▶ [WHAT TO DO]
Repeat all the lines below, requests included, and shift every bounding-box coordinate in the answers up by 128.
◇ ◇ ◇ ◇ ◇ ◇ ◇
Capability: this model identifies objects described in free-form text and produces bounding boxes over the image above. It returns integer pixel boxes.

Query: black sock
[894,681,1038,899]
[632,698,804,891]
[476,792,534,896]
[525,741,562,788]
◇ ◇ ◇ ◇ ◇ ◇ ◇
▶ [TASK RESULT]
Capability: this model identifies objects described in free-form text and produces bounding boxes over the image above. It returns integer pixel boxes.

Query: black sock
[1022,809,1166,1027]
[760,826,932,1019]
[604,920,662,1024]
[653,869,690,916]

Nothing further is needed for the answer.